CONSIGNES =
**a)** Traduisez en anglais cette phrase de l'éditorial : « De plus, le projet affiche clairement, les objectifs, les finalités de la discipline en précisant les spécificités de chaque niveau de classe. »
**b)** Ressaisissez à l'identique le passage de l'éditorial qui débute par « Par Antoine Maurice » et s'achève sur « ce point là. ».

EXTRAIT DU TEXTE =
▬▬▬▬▬▬▬▬▬▬

Par Antoine Maurice
Editorial
On ne peut pas passer à côté ! Quasiment tous les sites académiques présentent le projet de programme pour le lycée d’enseignement général et technologique « mis en consultation » entre le mercredi 27 janvier et le vendredi 12 mars 2010. Si on peut logiquement se questionner sur le pourquoi d’une telle urgence et d’un laps de temps si court pour « discuter, échanger », il est également nécessaire d’aborder le fond du sujet.
Le premier point qui ressort, met en avant une continuité dans le trajet de formation de l’élève entre le collège et le lycée, avec une mise à jour terminologique nécessaire et judicieuse qui montre un progrès évident sur ce point là.
De plus, le projet affiche clairement, les objectifs, les finalités de la discipline en précisant les spécificités de chaque niveau de classe. Elle précise également « qu’il est attendu qu’au moins trois compétences propres à l’EPS, dont obligatoirement la compétence propre 5, organisent l’offre de formation ».
Ainsi, une question vient rapidement et même plusieurs questions !? Tout d’abord, si on parle d’offre de formation, il convient de prendre en compte la diversité des publics et ainsi des besoins. Il est évident que les activités de développement et d’entretien de soi ont un intérêt considérable (voir analyse de l’académie de Créteil), toutefois cet intérêt peut il être généralisable à l’ensemble des contextes ? Ainsi, pourquoi « obliger » ce passage et donc, pourquoi ne pas faire confiance aux équipes pédagogiques pour proposer une « offre de formation » la plus judicieuse possible ?

▬▬▬▬▬▬▬▬▬▬

DONNÉES FOURNIES =
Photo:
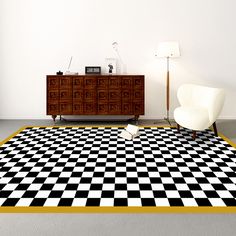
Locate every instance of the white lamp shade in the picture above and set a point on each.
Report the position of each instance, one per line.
(168, 49)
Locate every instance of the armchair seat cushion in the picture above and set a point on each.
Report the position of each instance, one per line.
(192, 117)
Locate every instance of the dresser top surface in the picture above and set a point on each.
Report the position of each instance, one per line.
(95, 75)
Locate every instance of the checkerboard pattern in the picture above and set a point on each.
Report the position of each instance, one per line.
(92, 166)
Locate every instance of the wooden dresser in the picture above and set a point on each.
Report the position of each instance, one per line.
(95, 95)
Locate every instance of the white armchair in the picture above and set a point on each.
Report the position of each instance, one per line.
(199, 107)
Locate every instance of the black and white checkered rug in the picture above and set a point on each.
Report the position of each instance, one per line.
(92, 166)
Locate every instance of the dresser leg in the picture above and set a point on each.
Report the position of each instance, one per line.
(178, 127)
(54, 118)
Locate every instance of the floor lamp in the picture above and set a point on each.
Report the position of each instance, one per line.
(168, 50)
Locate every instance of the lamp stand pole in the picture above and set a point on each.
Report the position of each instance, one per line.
(167, 93)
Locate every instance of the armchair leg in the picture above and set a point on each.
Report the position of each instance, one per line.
(215, 129)
(178, 127)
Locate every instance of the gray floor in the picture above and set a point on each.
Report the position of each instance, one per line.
(115, 224)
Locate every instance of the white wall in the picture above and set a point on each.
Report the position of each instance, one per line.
(38, 37)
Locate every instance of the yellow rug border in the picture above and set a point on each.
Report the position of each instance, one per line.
(127, 210)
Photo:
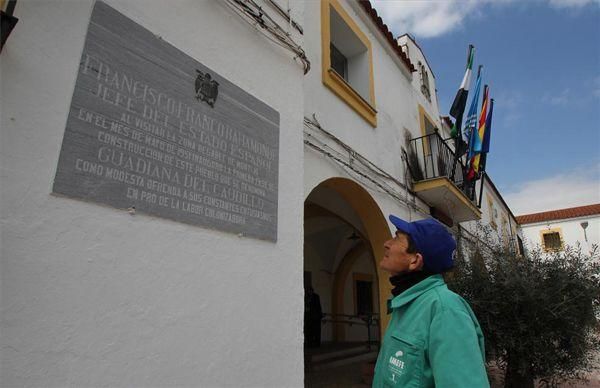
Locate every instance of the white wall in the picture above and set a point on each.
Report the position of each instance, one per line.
(393, 95)
(430, 105)
(92, 296)
(572, 232)
(494, 215)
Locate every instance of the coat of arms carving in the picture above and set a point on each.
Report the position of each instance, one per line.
(207, 89)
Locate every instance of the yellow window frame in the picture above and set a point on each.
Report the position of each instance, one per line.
(331, 79)
(550, 231)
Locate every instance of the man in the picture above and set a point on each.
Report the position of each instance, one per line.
(433, 338)
(312, 318)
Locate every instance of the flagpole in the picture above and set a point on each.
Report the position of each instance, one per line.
(483, 175)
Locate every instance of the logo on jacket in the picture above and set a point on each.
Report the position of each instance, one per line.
(207, 89)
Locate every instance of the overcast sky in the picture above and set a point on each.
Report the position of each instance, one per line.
(542, 62)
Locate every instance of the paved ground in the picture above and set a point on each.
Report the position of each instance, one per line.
(350, 376)
(347, 376)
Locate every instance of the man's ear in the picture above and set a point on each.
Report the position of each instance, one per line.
(416, 262)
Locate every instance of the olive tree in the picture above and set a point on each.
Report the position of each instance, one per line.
(538, 311)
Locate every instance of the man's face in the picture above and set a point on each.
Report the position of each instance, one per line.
(395, 258)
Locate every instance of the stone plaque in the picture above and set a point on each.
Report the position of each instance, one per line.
(150, 127)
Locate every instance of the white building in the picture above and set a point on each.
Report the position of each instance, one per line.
(118, 277)
(553, 230)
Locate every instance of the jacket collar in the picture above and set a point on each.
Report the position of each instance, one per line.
(417, 290)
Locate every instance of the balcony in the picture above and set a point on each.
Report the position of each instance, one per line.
(439, 179)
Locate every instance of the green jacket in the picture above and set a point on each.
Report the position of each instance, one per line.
(433, 340)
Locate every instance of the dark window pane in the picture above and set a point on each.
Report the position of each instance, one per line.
(339, 62)
(552, 240)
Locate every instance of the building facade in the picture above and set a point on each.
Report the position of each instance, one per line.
(553, 230)
(171, 185)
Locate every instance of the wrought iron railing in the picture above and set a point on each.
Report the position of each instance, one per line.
(370, 320)
(430, 157)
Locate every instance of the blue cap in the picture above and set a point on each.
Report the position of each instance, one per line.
(432, 240)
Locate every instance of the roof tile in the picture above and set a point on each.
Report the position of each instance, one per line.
(572, 212)
(366, 4)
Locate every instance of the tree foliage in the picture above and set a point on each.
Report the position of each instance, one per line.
(539, 311)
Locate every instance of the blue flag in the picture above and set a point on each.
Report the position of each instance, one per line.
(471, 122)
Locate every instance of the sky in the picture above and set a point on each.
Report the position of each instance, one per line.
(541, 59)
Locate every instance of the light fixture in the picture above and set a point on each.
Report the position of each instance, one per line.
(584, 225)
(354, 236)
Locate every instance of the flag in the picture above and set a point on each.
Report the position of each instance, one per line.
(460, 101)
(471, 122)
(485, 148)
(477, 138)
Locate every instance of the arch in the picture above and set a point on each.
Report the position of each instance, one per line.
(376, 232)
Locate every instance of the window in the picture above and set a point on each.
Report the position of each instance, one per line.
(552, 240)
(347, 60)
(504, 228)
(424, 81)
(427, 128)
(339, 62)
(520, 244)
(493, 213)
(404, 48)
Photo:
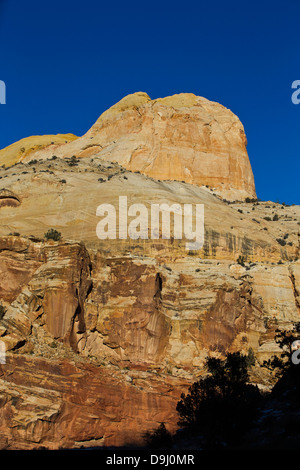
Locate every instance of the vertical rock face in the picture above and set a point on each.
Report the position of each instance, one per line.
(102, 336)
(182, 137)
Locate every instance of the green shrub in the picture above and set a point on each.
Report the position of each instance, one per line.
(241, 260)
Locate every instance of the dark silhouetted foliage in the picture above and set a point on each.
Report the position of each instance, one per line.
(220, 407)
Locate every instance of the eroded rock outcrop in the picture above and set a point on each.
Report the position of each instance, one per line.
(182, 137)
(102, 336)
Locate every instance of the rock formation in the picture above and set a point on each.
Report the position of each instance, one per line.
(102, 336)
(182, 137)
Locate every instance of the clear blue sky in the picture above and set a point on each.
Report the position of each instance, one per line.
(65, 62)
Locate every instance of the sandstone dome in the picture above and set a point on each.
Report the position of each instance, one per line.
(182, 137)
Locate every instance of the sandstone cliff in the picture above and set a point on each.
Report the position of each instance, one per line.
(102, 336)
(183, 137)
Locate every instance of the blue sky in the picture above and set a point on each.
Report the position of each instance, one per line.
(65, 62)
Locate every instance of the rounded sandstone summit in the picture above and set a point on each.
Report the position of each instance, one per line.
(183, 137)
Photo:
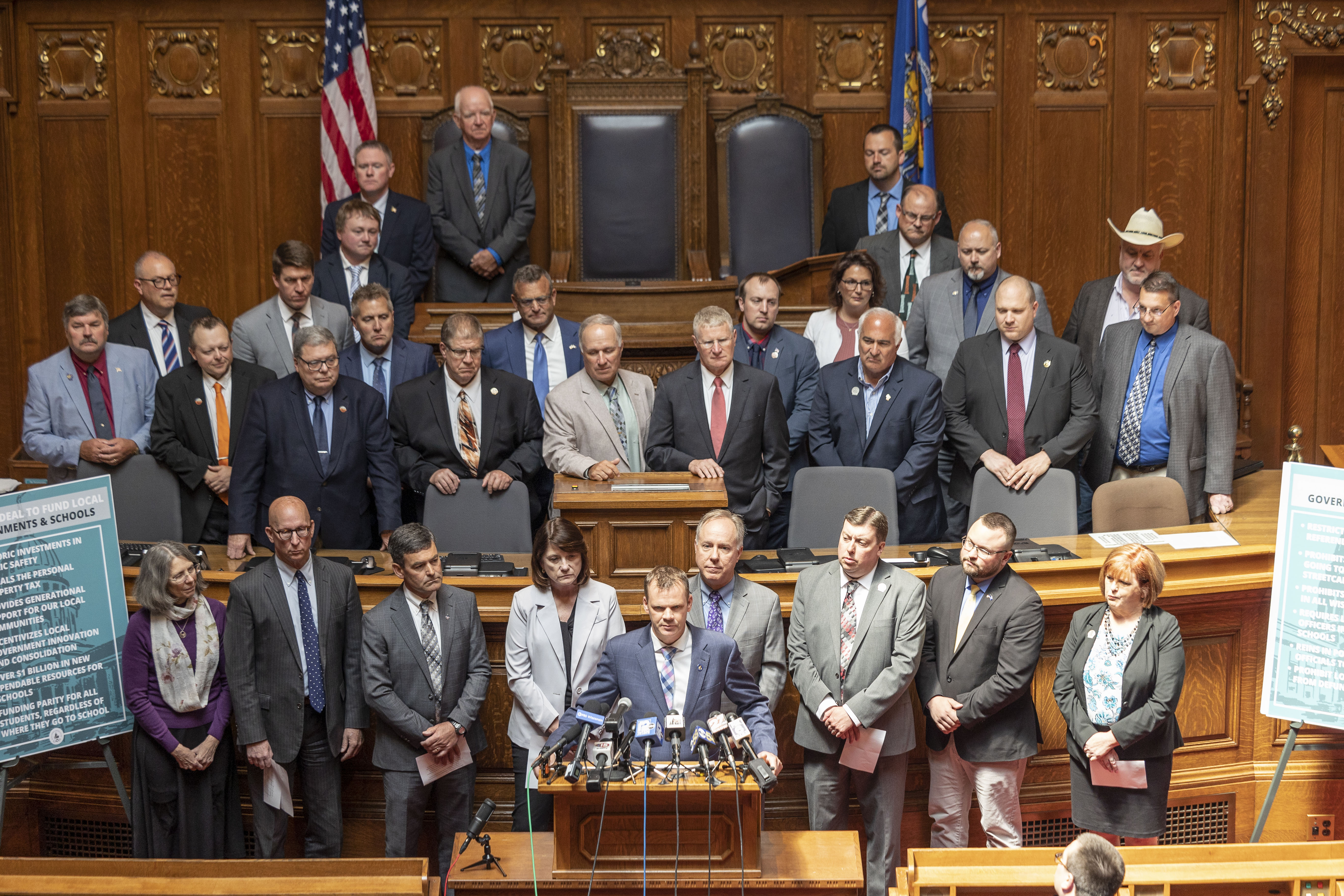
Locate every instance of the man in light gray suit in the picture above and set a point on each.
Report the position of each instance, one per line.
(749, 613)
(265, 335)
(92, 401)
(855, 640)
(1167, 394)
(482, 205)
(597, 421)
(425, 678)
(292, 647)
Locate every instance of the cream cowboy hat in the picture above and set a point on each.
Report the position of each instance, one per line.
(1146, 229)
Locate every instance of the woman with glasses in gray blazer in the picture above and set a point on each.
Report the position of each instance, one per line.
(557, 633)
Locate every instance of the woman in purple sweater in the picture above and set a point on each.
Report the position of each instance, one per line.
(185, 801)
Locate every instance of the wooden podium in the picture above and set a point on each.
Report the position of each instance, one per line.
(631, 532)
(709, 829)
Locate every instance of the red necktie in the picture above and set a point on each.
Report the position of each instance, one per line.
(1017, 407)
(718, 416)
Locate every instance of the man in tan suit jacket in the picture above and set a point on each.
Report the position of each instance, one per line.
(599, 420)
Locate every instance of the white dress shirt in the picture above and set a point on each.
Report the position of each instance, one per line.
(474, 401)
(290, 579)
(681, 666)
(1027, 357)
(156, 340)
(554, 352)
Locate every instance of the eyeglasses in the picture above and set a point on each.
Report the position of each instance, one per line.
(968, 546)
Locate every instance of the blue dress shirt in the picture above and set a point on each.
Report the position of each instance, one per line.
(1154, 438)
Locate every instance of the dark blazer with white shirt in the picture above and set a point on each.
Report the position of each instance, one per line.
(990, 672)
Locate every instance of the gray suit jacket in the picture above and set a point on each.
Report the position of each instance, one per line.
(886, 251)
(1089, 315)
(756, 623)
(935, 330)
(510, 210)
(261, 336)
(882, 667)
(397, 678)
(990, 672)
(263, 653)
(56, 413)
(1199, 395)
(578, 429)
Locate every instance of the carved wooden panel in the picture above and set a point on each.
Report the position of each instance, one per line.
(514, 57)
(1072, 56)
(1181, 54)
(404, 60)
(185, 64)
(851, 57)
(291, 61)
(73, 65)
(962, 56)
(741, 57)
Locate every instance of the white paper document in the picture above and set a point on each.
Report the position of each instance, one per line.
(276, 789)
(433, 768)
(863, 752)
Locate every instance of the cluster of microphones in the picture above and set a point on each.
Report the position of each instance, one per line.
(616, 754)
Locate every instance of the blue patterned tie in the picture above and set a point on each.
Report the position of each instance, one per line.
(312, 651)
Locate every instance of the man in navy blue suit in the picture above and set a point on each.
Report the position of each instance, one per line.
(672, 667)
(406, 236)
(792, 361)
(883, 412)
(324, 440)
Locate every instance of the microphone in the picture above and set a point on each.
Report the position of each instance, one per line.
(592, 715)
(756, 766)
(474, 831)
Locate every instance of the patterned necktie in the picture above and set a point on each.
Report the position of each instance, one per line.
(617, 416)
(1017, 407)
(479, 186)
(666, 673)
(1135, 404)
(909, 288)
(467, 432)
(881, 225)
(714, 616)
(431, 643)
(312, 648)
(170, 346)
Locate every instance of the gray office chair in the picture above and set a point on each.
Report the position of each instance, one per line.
(144, 496)
(475, 522)
(1049, 507)
(823, 495)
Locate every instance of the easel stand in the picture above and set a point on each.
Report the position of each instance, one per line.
(34, 762)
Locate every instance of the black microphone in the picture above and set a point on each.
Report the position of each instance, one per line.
(474, 831)
(756, 766)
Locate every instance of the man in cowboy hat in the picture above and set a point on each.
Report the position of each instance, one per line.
(1107, 301)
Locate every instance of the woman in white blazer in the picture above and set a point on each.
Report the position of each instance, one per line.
(855, 287)
(558, 630)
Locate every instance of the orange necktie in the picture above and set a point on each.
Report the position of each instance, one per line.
(221, 432)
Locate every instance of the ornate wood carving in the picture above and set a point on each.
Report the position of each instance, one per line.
(850, 57)
(185, 64)
(1306, 21)
(1072, 56)
(628, 52)
(741, 57)
(963, 56)
(404, 60)
(291, 62)
(1181, 54)
(73, 65)
(514, 58)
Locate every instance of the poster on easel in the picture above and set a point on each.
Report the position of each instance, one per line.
(62, 618)
(1304, 659)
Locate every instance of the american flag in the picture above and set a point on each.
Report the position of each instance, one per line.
(349, 113)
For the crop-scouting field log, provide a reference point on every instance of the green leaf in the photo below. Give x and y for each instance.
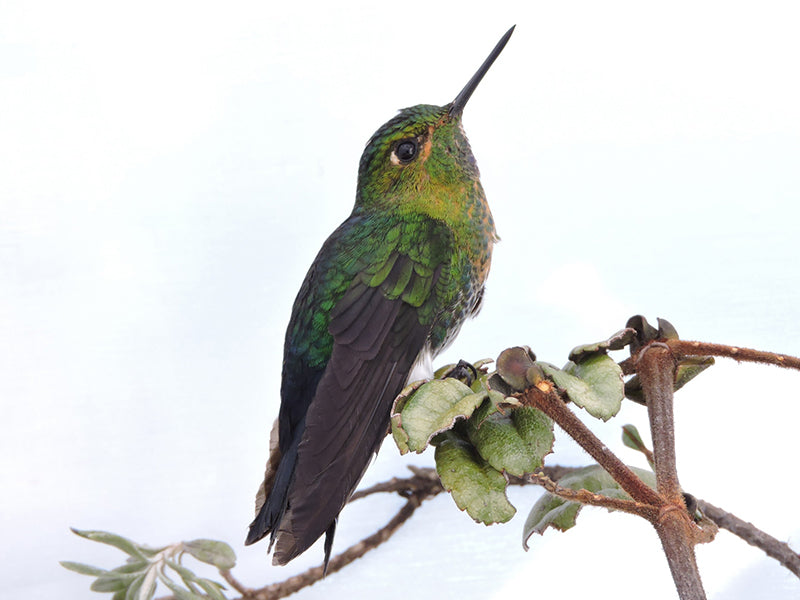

▬▬▬▬▬▬▬▬▬▬

CORRIGÉS =
**a)** Moreover, the draft clearly sets out the objectives and aims of the subject, specifying the particular features of each grade level.

**b)**
Par Antoine Maurice
Editorial
On ne peut pas passer à côté ! Quasiment tous les sites académiques présentent le projet de programme pour le lycée d’enseignement général et technologique « mis en consultation » entre le mercredi 27 janvier et le vendredi 12 mars 2010. Si on peut logiquement se questionner sur le pourquoi d’une telle urgence et d’un laps de temps si court pour « discuter, échanger », il est également nécessaire d’aborder le fond du sujet.
Le premier point qui ressort, met en avant une continuité dans le trajet de formation de l’élève entre le collège et le lycée, avec une mise à jour terminologique nécessaire et judicieuse qui montre un progrès évident sur ce point là.